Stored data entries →
---------------

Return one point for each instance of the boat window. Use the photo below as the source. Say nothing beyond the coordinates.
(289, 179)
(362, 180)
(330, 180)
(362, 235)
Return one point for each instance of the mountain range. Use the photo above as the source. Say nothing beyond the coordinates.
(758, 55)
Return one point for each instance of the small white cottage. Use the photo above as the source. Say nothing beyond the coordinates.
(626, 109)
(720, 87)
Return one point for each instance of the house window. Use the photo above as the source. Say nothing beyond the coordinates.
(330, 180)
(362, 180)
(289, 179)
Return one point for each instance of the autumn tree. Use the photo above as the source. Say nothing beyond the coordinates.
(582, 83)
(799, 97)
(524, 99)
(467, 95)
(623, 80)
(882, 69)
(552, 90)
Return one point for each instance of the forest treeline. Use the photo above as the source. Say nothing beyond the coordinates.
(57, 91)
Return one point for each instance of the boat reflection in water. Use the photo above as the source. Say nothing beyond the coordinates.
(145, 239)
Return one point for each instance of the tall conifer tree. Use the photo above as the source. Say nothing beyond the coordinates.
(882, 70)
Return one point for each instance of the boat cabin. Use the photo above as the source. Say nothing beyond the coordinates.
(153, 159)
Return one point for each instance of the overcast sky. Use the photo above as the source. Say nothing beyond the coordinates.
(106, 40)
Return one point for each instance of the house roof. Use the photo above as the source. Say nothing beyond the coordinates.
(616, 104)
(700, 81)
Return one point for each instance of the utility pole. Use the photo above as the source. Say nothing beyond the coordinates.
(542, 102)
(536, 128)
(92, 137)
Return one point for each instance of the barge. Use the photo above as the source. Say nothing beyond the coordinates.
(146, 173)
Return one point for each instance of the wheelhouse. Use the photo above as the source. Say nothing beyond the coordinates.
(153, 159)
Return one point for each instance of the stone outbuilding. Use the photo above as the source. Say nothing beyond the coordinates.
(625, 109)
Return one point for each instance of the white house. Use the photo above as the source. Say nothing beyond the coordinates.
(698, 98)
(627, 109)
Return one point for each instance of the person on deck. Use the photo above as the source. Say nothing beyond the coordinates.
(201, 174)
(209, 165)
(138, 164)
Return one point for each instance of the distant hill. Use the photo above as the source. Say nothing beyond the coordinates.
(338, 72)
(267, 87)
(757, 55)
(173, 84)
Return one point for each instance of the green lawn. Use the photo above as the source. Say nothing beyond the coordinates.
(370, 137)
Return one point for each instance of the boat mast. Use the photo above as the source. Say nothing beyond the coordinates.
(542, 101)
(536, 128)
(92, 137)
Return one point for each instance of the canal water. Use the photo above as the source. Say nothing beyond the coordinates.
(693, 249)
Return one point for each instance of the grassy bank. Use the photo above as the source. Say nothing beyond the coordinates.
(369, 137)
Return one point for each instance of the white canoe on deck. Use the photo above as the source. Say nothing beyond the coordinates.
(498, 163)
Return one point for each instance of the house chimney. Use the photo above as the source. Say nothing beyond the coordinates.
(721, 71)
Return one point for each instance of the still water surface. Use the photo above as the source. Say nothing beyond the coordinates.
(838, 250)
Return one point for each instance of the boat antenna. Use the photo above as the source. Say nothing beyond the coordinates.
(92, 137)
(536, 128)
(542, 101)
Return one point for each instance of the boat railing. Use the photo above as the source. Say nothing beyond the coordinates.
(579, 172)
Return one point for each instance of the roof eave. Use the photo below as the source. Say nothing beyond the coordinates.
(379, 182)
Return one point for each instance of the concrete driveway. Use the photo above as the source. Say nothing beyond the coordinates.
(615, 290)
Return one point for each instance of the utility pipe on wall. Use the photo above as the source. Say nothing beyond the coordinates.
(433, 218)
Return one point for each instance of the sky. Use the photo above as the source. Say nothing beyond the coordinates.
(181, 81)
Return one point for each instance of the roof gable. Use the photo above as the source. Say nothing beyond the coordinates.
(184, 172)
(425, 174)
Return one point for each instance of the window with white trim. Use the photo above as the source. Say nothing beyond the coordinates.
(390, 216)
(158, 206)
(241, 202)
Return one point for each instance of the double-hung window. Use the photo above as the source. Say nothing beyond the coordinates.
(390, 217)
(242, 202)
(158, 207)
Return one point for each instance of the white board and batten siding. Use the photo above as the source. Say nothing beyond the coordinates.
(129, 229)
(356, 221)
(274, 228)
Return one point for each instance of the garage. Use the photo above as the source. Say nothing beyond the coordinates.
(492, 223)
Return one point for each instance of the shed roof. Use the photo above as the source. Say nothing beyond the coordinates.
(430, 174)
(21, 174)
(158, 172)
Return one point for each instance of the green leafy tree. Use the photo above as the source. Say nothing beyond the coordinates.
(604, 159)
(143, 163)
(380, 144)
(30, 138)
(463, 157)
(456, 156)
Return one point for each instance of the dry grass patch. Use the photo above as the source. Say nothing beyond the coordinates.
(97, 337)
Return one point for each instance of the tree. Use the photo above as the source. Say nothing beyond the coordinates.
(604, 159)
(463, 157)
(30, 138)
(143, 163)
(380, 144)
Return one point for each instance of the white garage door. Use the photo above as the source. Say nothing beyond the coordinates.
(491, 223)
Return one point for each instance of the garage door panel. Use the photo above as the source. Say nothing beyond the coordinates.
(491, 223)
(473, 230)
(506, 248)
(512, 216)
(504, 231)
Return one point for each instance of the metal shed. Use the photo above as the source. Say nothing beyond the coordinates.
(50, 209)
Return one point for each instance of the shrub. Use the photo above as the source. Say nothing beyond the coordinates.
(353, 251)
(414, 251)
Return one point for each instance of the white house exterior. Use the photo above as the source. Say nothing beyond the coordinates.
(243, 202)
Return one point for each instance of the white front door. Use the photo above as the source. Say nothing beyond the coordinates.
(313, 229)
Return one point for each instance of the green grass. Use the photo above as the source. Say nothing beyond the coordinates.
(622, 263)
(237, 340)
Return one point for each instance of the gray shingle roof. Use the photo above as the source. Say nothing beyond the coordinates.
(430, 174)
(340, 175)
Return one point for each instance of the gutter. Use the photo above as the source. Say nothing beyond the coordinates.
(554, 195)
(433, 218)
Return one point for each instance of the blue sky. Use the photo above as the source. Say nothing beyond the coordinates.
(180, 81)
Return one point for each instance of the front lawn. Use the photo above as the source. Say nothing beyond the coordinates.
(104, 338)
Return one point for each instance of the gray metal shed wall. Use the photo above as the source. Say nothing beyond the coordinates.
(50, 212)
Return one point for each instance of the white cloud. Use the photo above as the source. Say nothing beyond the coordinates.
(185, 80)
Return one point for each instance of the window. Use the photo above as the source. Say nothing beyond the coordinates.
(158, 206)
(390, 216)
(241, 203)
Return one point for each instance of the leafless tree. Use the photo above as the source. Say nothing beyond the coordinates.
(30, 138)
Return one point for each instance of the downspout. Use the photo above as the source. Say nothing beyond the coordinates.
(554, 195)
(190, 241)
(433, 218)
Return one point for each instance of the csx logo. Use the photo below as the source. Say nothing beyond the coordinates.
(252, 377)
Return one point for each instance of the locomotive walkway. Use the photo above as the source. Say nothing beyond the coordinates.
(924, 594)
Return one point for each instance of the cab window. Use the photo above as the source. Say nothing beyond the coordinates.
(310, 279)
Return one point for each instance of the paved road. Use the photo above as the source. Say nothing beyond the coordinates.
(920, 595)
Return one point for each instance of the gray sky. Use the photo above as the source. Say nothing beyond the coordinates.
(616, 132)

---------------

Requirement → Copy every line above without altering a word.

Worked solution →
Return one point for each instance of the boat window. Use the photo below as the source. Say nothing beyond the coordinates.
(289, 179)
(362, 180)
(330, 180)
(362, 235)
Return one point for each instance of the mountain range. Use the photo above as the source. Say nothing beyond the coordinates.
(758, 55)
Return one point for each instance of the small white cottage. Use the photo above as the source. Say nothing beyond the coordinates.
(626, 109)
(720, 87)
Return one point for each instance of the house window. Use the photo above as the source. Say nothing beyond the coordinates.
(330, 180)
(362, 180)
(289, 179)
Return one point for each instance of the autumn tree. Use the photo above as the source. Say nothing beyond the coordinates.
(582, 83)
(799, 97)
(524, 99)
(467, 95)
(623, 80)
(882, 69)
(552, 90)
Return one point for each instance of the forest treeline. Use the photo above as the source. Say nothing beyond the coordinates.
(57, 91)
Return one point for each instance of the boat reflection in water. Use the photo above as the source. Say nothing beyond the coordinates.
(145, 239)
Return one point for each instance of the tall conifer tree. Use the photo above as the source. Say nothing beyond the coordinates.
(882, 70)
Return one point for each instance of the boat cabin. Use the photo above as the source. Say nothing beyond the coordinates.
(153, 159)
Return one point for each instance of the overcast sky. Use the photo above as the source. Say nothing beyond the coordinates.
(106, 40)
Return one point for each instance of the house roof. Use the photo above as the source. Say nothing beyond the coordinates.
(616, 104)
(700, 81)
Return one point for each instance of the utility pole. Use the photo above as the source. Say nothing beyond the coordinates.
(542, 102)
(536, 128)
(92, 137)
Return one point for each instance of the barge. Use the photo above as the source. Say nothing beyond the coordinates.
(146, 173)
Return one point for each instance of the wheelhouse. Use the photo above as the source. Say nothing beyond the coordinates.
(153, 159)
Return one point for each instance of the stone outbuilding. Use the photo above as the source. Say nothing beyond the coordinates.
(625, 109)
Return one point for each instance of the white house. Use the photo above as the source. Say nothing beyond the coordinates.
(698, 98)
(627, 109)
Return one point for each instance of the person on deck. Use the photo above as the source. Say nothing beyond the coordinates.
(201, 174)
(209, 165)
(138, 164)
Return one point for each instance of the distant hill. Use the photo above as the source. Say nothing beyond the coordinates.
(338, 72)
(267, 87)
(757, 55)
(173, 84)
Return one point for each instance of the green lawn. Use the photo above as the source. Say nothing beyond the coordinates.
(370, 137)
Return one point for each instance of the boat mast. Use the photo above as the source. Say nothing beyond the coordinates.
(542, 101)
(536, 128)
(92, 137)
Return one point for each instance of the canal water. Use the photo above as the source. Say nothing beyond the coordinates.
(693, 249)
Return one point for each instance of the grassy bank. Use the photo above as the source. Say nothing beyond the coordinates.
(369, 137)
Return one point for each instance of the white canoe on deck. Use the photo above as the source. Say nothing beyond the coordinates.
(498, 163)
Return one point for each instance of the house chimney. Use the photo above as the source. Say nothing beyond the coordinates.
(721, 71)
Return one point for each instance of the still water surface. Use the photo above as the source. Say nothing beyond the coordinates.
(838, 250)
Return one point for each instance of the boat antenna. Use the photo above as the source. Say nothing beyond the coordinates.
(92, 137)
(536, 128)
(542, 101)
Return one point for each instance of the boat railing. Use the photo above as the source. Say nothing beyond the coordinates.
(579, 172)
Return one point for each instance of the roof eave. Use the photo below as the source. Say nothing beyond the coordinates.
(379, 182)
Return one point for each instance of the concrete driveway. Use the photo above as the source. Say nothing beyond the coordinates.
(615, 290)
Return one point for each instance of the utility pipe on wall. Use the photo above as the source. Say nothing beyond the coordinates.
(433, 218)
Return one point for each instance of the sky. Use the photo above as the source. Say nothing beyond the coordinates.
(181, 81)
Return one point for each instance of the roof gable. Use the photo above as the source. Say nothing beyond the coordinates.
(184, 172)
(425, 174)
Return one point for each instance of the window with white trim. Use the photo above as the source. Say nothing beyond the coordinates.
(390, 216)
(158, 206)
(241, 202)
Return one point for each instance of the double-hung window. Use the photo above as the source. Say nothing beyond the coordinates.
(390, 217)
(242, 202)
(158, 207)
Return one point for each instance of the white board and batten siding. Use the photo above as the source. Say nothing beyond the coordinates.
(129, 229)
(356, 221)
(274, 228)
Return one point for each instance of the garage. Use the photo above as the source. Say nothing beyond the coordinates.
(492, 223)
Return one point for each instance of the shed roof. Use the photo above as the source. Say nothing beyond the coordinates.
(430, 174)
(21, 174)
(158, 172)
Return one point for each instance of the green leafy tree. Use the photo above as the source. Say nothing beyond the coordinates.
(604, 159)
(143, 163)
(380, 144)
(30, 138)
(463, 157)
(456, 156)
Return one point for each instance of the dry grass patch. Use the photo above as the source. Say nothing beyond the coordinates.
(97, 337)
Return one point for each instance of the tree. Use the photo above as the source. Say nothing beyond the coordinates.
(604, 159)
(463, 157)
(30, 138)
(143, 163)
(380, 144)
Return one point for each instance of the white garage door. Use the photo above as the source. Say nothing beyond the coordinates.
(491, 223)
Return one point for each instance of the garage door panel. Use the photo above as the source. Say nothing beyond the coordinates.
(491, 223)
(473, 230)
(506, 248)
(512, 216)
(504, 231)
Return one point for each instance of the metal shed. Use the photo above as the source. Say nothing beyond the coordinates.
(50, 209)
Return one point for each instance of the shrub. Use the photo above as the source. Say nothing beyond the coordinates.
(353, 251)
(414, 251)
Return one point for each instance of the white house exterior. Use the photo above as the source. Say nothing beyond the coordinates.
(243, 202)
Return one point for each instance of the white front door. Use the photo above as the source. Say nothing beyond the coordinates.
(313, 229)
Return one point for each instance of the green grass. Use the photo above as the source. Say nothing beyond the coordinates.
(622, 263)
(237, 340)
Return one point for each instance of the gray shingle roof. Use the photo above as the source. Say nothing beyond the coordinates.
(430, 174)
(340, 175)
Return one point for each instance of the gutter. Use the photo above as the source. Say nothing beyond the coordinates.
(554, 195)
(433, 218)
Return one point for each instance of the blue sky. Use the photo above as the source. Say nothing beyond the coordinates.
(180, 81)
Return one point for each instance of the front lawn. Use the photo above as the source. Say nothing beyond the coordinates.
(104, 338)
Return one point for each instance of the gray metal shed wall. Use the photo above as the source. Say nothing beyond the coordinates.
(50, 212)
Return one point for each instance of the white cloud. Use the photo above as the source. Say nothing beyond the coordinates.
(185, 80)
Return one point for each instance of the window. Use the photo above as the source. Say nothing beyond the coordinates.
(158, 206)
(390, 216)
(241, 203)
Return one point for each instance of the leafless tree. Use the photo above as the source. Say nothing beyond the coordinates.
(30, 138)
Return one point for each instance of the downspout. Use the photo above as the source. Say nothing beyond the coordinates.
(554, 195)
(190, 241)
(433, 218)
Return one point for each instance of the csx logo. Use the photo below as the source. Say nothing beyond the coordinates.
(252, 377)
Return one point for each instance of the locomotive walkway. Use the photo above as the source. Say nothing beyond the coordinates.
(924, 594)
Return one point for each instance of the cab window. Use the photo above as the source. Say nothing beyond the coordinates.
(310, 279)
Return one point for each instance of the paved road. Use the photo above as the source. Say nothing beyond the coordinates.
(920, 595)
Return one point for each instance of the gray sky. Use the photo above as the source. Say nothing beyond the coordinates.
(616, 132)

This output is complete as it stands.